- PROBLEM TO SOLVE:
Without the pictures, print the lines from the one holding "Each instance receives one keypoint. Mark the red shorts" through the last line below, both included, exactly as they stand.
** Opening DATA FOR ANALYSIS block **
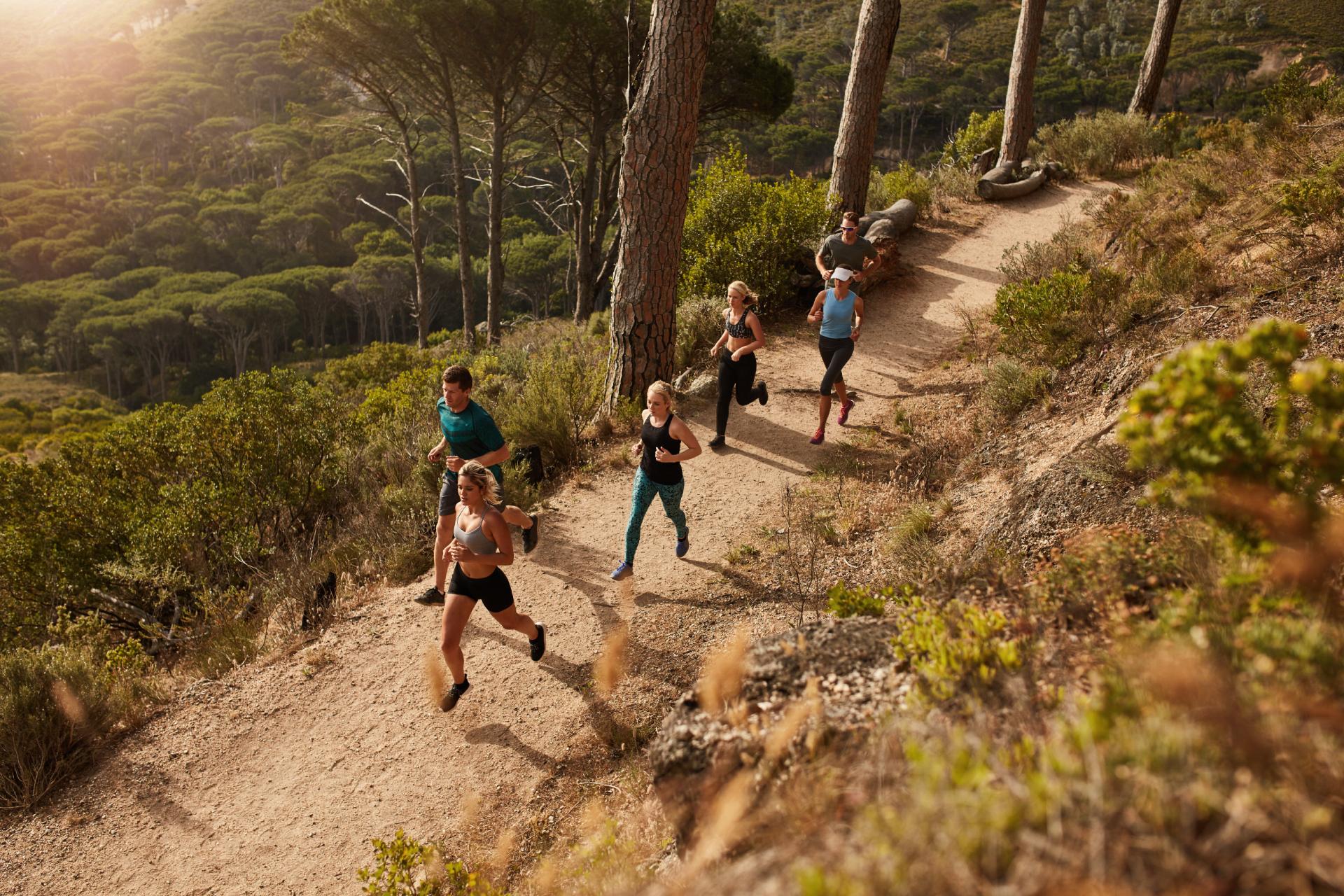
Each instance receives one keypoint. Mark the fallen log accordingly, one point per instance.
(999, 184)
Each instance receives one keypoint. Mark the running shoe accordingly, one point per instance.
(530, 535)
(432, 598)
(454, 695)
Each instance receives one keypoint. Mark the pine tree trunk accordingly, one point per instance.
(1018, 108)
(495, 273)
(655, 182)
(1155, 59)
(873, 42)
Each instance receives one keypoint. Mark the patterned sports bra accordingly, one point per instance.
(739, 330)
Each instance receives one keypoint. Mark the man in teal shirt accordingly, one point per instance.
(470, 434)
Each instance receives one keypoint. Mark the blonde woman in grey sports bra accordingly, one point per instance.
(480, 546)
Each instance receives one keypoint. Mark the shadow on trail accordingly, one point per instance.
(503, 736)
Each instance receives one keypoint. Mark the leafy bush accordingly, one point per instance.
(559, 399)
(1202, 421)
(405, 867)
(983, 131)
(906, 183)
(955, 649)
(1100, 146)
(1009, 386)
(742, 229)
(1315, 199)
(1054, 318)
(1069, 248)
(58, 701)
(847, 602)
(699, 321)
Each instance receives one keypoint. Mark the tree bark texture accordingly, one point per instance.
(873, 42)
(1155, 58)
(655, 183)
(1019, 115)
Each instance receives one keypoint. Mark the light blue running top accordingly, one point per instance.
(476, 542)
(838, 315)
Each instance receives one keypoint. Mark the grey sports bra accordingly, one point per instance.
(475, 540)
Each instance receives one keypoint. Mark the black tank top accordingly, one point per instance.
(656, 437)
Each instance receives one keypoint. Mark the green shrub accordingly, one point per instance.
(1009, 386)
(559, 399)
(58, 701)
(1247, 412)
(955, 649)
(983, 131)
(699, 323)
(1100, 146)
(1070, 248)
(906, 183)
(846, 602)
(405, 867)
(742, 229)
(1054, 318)
(1315, 199)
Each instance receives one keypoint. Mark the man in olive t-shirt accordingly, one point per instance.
(847, 248)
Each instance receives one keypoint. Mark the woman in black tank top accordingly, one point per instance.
(660, 456)
(736, 352)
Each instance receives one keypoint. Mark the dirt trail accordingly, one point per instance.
(274, 778)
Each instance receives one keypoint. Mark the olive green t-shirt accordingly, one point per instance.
(838, 253)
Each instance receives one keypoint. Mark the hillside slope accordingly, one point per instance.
(276, 777)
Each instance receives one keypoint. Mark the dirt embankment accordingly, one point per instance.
(274, 778)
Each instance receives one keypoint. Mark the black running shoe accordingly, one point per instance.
(432, 598)
(530, 535)
(454, 695)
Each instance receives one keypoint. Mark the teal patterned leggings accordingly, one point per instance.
(640, 500)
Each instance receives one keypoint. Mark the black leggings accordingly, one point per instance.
(835, 354)
(734, 374)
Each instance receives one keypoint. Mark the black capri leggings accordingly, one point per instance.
(734, 375)
(835, 354)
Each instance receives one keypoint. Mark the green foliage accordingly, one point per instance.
(1101, 146)
(983, 131)
(61, 700)
(956, 649)
(1011, 387)
(1315, 199)
(1249, 412)
(846, 602)
(905, 183)
(699, 323)
(559, 399)
(405, 867)
(738, 227)
(1054, 318)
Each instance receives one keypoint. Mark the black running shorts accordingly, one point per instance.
(492, 590)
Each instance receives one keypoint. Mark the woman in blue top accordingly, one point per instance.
(840, 314)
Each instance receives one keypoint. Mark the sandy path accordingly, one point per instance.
(273, 780)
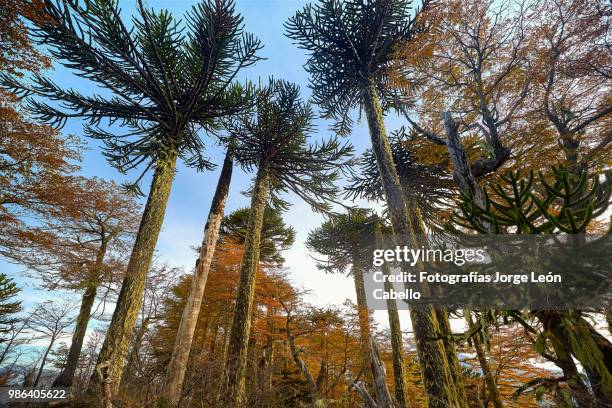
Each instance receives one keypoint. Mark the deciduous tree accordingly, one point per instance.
(167, 81)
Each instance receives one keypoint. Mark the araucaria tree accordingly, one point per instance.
(177, 367)
(347, 242)
(166, 80)
(351, 46)
(274, 140)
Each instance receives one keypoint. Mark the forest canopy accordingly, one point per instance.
(192, 199)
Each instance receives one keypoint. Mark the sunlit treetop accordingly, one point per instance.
(162, 78)
(346, 241)
(275, 235)
(274, 138)
(351, 44)
(429, 186)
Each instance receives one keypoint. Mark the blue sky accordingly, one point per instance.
(192, 191)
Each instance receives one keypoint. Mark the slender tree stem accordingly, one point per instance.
(232, 393)
(66, 378)
(175, 374)
(116, 343)
(443, 388)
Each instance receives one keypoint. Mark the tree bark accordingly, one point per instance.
(578, 390)
(43, 362)
(114, 348)
(442, 386)
(364, 320)
(232, 393)
(175, 374)
(397, 349)
(576, 337)
(484, 364)
(66, 378)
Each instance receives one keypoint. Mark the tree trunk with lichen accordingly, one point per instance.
(175, 372)
(363, 315)
(576, 337)
(116, 343)
(66, 377)
(395, 332)
(443, 387)
(233, 387)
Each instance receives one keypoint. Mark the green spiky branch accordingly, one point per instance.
(345, 62)
(166, 79)
(559, 203)
(430, 187)
(275, 137)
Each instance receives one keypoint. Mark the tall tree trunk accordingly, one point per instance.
(175, 374)
(66, 378)
(269, 352)
(232, 393)
(116, 343)
(43, 362)
(577, 337)
(489, 378)
(443, 388)
(363, 315)
(580, 393)
(130, 369)
(397, 348)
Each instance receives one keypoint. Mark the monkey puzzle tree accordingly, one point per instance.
(274, 140)
(275, 235)
(175, 372)
(558, 202)
(351, 46)
(428, 188)
(347, 242)
(167, 80)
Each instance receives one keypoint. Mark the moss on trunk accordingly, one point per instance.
(175, 372)
(443, 388)
(397, 341)
(116, 343)
(233, 388)
(66, 377)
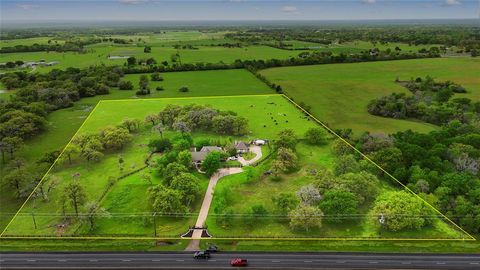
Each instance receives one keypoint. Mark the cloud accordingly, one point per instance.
(26, 6)
(132, 2)
(290, 9)
(449, 3)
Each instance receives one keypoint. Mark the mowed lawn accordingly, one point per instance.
(339, 93)
(205, 83)
(262, 111)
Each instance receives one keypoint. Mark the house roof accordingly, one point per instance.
(209, 149)
(198, 156)
(241, 146)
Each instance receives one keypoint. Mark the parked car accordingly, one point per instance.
(239, 262)
(201, 255)
(212, 248)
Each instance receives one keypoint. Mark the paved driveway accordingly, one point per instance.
(207, 200)
(258, 155)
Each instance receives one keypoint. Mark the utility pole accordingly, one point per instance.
(155, 224)
(34, 221)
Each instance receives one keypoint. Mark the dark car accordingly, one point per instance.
(239, 262)
(201, 255)
(212, 248)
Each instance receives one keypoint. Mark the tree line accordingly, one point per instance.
(75, 45)
(432, 102)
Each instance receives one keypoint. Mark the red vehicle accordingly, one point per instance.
(238, 262)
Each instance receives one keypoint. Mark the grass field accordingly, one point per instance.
(128, 194)
(126, 201)
(63, 123)
(205, 83)
(339, 93)
(98, 54)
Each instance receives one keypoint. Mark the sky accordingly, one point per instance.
(181, 10)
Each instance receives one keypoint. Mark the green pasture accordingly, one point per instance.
(30, 41)
(99, 54)
(204, 83)
(63, 123)
(258, 109)
(338, 94)
(242, 193)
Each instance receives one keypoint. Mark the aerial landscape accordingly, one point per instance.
(267, 134)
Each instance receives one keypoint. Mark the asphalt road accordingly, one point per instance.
(183, 260)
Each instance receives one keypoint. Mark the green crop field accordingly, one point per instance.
(63, 123)
(98, 54)
(127, 195)
(205, 83)
(126, 200)
(339, 93)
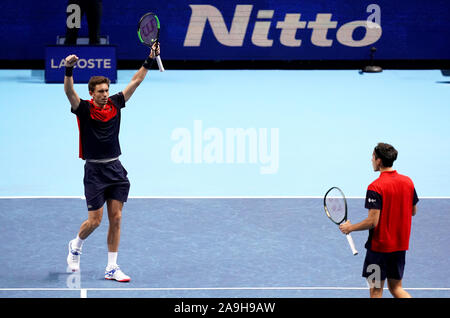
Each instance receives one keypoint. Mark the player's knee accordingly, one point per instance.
(95, 223)
(115, 219)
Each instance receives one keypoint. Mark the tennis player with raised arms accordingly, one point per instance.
(391, 200)
(105, 179)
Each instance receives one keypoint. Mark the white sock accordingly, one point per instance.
(78, 243)
(112, 258)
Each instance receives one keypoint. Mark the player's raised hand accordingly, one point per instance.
(71, 60)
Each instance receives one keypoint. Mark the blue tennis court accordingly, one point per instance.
(227, 172)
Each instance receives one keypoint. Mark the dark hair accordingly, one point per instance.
(95, 80)
(387, 153)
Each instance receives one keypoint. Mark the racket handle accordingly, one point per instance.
(352, 244)
(161, 67)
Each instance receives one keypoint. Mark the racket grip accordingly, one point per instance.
(161, 67)
(352, 244)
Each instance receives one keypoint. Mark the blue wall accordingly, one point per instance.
(410, 29)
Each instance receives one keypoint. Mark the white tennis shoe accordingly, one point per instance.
(113, 272)
(73, 258)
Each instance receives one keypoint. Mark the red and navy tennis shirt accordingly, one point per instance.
(394, 195)
(99, 128)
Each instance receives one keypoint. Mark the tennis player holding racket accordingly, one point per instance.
(105, 179)
(391, 200)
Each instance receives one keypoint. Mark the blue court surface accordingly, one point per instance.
(227, 171)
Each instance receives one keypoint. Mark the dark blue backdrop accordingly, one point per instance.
(414, 29)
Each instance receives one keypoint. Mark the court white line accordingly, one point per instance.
(213, 288)
(202, 197)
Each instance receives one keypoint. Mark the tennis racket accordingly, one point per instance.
(148, 33)
(335, 206)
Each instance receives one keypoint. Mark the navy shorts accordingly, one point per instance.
(103, 181)
(391, 265)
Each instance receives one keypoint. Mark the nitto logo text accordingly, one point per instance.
(235, 35)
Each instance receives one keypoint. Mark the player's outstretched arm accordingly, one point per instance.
(73, 97)
(141, 73)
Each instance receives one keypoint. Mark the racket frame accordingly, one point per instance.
(349, 237)
(158, 58)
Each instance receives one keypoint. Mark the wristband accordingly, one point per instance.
(148, 63)
(69, 71)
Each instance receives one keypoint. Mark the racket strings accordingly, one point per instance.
(336, 208)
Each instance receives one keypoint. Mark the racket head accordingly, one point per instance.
(335, 205)
(148, 29)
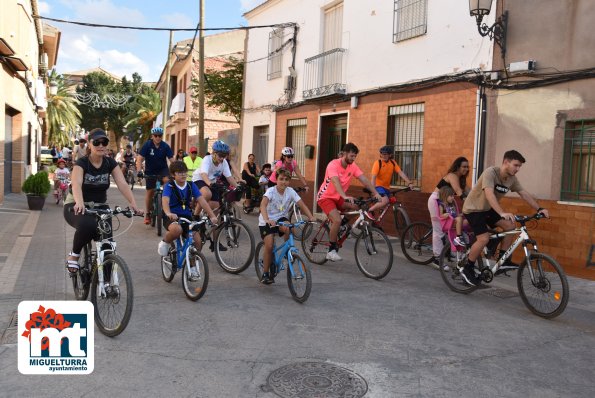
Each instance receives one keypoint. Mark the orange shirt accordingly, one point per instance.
(384, 174)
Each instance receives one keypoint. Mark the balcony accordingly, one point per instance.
(323, 74)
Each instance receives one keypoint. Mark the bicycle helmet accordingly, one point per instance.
(287, 151)
(220, 146)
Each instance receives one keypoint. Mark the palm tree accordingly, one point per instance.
(62, 112)
(142, 112)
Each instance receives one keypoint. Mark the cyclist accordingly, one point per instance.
(213, 169)
(332, 196)
(274, 208)
(288, 163)
(482, 209)
(155, 152)
(382, 174)
(90, 182)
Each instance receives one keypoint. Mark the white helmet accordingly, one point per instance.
(287, 151)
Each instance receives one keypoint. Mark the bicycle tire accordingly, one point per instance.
(115, 326)
(300, 283)
(81, 279)
(452, 277)
(229, 236)
(545, 290)
(375, 244)
(194, 290)
(416, 243)
(402, 220)
(169, 264)
(315, 245)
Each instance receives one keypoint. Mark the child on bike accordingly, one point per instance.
(178, 200)
(449, 214)
(274, 207)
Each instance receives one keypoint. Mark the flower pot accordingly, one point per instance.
(35, 202)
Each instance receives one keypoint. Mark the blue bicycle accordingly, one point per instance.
(184, 255)
(299, 278)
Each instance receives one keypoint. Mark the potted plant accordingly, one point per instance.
(37, 186)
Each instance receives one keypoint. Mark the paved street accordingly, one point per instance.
(406, 335)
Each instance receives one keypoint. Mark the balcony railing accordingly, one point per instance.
(324, 74)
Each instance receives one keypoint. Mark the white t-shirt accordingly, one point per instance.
(279, 205)
(213, 171)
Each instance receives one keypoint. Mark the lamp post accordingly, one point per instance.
(496, 32)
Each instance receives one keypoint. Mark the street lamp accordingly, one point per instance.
(497, 32)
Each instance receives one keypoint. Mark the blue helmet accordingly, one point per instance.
(220, 146)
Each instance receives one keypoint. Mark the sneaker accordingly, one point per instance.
(163, 248)
(332, 255)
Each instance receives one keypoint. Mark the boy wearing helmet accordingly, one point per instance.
(382, 174)
(288, 163)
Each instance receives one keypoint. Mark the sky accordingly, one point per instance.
(123, 52)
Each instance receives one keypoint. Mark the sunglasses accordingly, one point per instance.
(100, 142)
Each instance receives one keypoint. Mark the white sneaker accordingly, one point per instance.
(163, 248)
(333, 256)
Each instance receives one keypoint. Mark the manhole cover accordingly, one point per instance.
(316, 379)
(501, 293)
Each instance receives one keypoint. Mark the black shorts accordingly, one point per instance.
(480, 221)
(267, 229)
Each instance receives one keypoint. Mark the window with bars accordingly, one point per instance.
(406, 135)
(578, 165)
(410, 19)
(275, 54)
(296, 138)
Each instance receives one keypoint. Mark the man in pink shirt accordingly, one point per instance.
(332, 197)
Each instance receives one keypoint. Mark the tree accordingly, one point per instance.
(223, 88)
(62, 112)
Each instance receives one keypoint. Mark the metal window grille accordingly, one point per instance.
(410, 19)
(275, 54)
(578, 165)
(406, 134)
(296, 138)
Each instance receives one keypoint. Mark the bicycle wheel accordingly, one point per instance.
(113, 302)
(169, 264)
(452, 275)
(195, 286)
(299, 279)
(416, 243)
(234, 246)
(316, 242)
(373, 253)
(81, 279)
(401, 219)
(546, 293)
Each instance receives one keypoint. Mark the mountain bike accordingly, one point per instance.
(105, 275)
(286, 255)
(184, 255)
(373, 250)
(541, 281)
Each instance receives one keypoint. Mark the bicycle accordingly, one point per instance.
(184, 255)
(105, 275)
(538, 270)
(225, 238)
(299, 278)
(373, 250)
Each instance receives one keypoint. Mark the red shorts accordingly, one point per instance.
(327, 204)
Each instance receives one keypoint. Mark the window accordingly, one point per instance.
(410, 19)
(578, 165)
(406, 134)
(275, 54)
(296, 138)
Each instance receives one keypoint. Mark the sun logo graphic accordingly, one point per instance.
(56, 337)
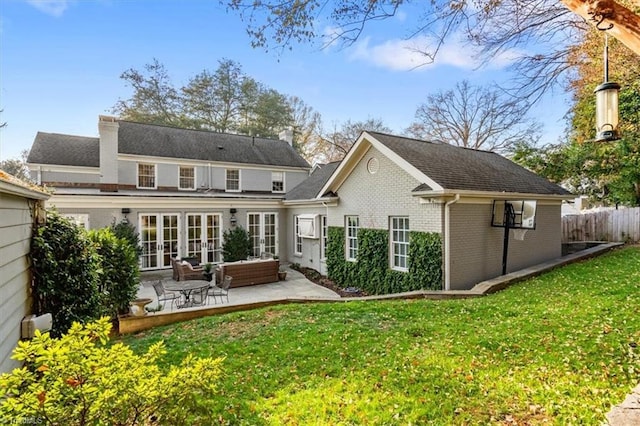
** Closing DATA FOR ANALYSIS block **
- OUTPUT OF THE EXERCISE:
Each instance receives one keypoint. Mark the red shorts accordingly, one point per instance.
(327, 204)
Each instance receives one keypoint. Mark the window accordingly, one point per instance.
(410, 19)
(578, 165)
(406, 134)
(275, 54)
(296, 138)
Each instance receives one keypoint. Mark the sun logo graphic accordingly, one point per instance.
(56, 337)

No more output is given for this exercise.